■ WHAT YOU SHOULD DO: Copy every line from the records that holds the word "ceiling".

■ SUPPLIED RECORDS:
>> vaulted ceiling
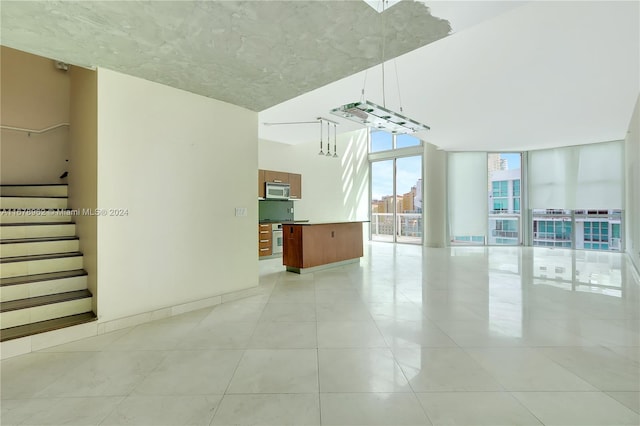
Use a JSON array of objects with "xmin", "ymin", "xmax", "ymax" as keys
[{"xmin": 2, "ymin": 1, "xmax": 638, "ymax": 151}]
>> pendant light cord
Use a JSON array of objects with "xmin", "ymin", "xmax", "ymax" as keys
[
  {"xmin": 381, "ymin": 0, "xmax": 387, "ymax": 108},
  {"xmin": 360, "ymin": 71, "xmax": 368, "ymax": 103},
  {"xmin": 394, "ymin": 59, "xmax": 403, "ymax": 113}
]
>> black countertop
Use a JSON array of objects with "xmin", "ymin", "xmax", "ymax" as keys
[
  {"xmin": 259, "ymin": 219, "xmax": 310, "ymax": 224},
  {"xmin": 281, "ymin": 220, "xmax": 369, "ymax": 226}
]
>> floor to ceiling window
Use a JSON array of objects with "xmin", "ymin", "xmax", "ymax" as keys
[
  {"xmin": 488, "ymin": 153, "xmax": 522, "ymax": 245},
  {"xmin": 369, "ymin": 130, "xmax": 423, "ymax": 244},
  {"xmin": 529, "ymin": 140, "xmax": 624, "ymax": 252}
]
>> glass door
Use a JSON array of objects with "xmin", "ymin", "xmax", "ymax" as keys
[
  {"xmin": 371, "ymin": 160, "xmax": 394, "ymax": 242},
  {"xmin": 370, "ymin": 156, "xmax": 423, "ymax": 244},
  {"xmin": 396, "ymin": 156, "xmax": 422, "ymax": 244}
]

■ THE COMPLETED TASK:
>> vaulted ceiling
>> floor to ceiling window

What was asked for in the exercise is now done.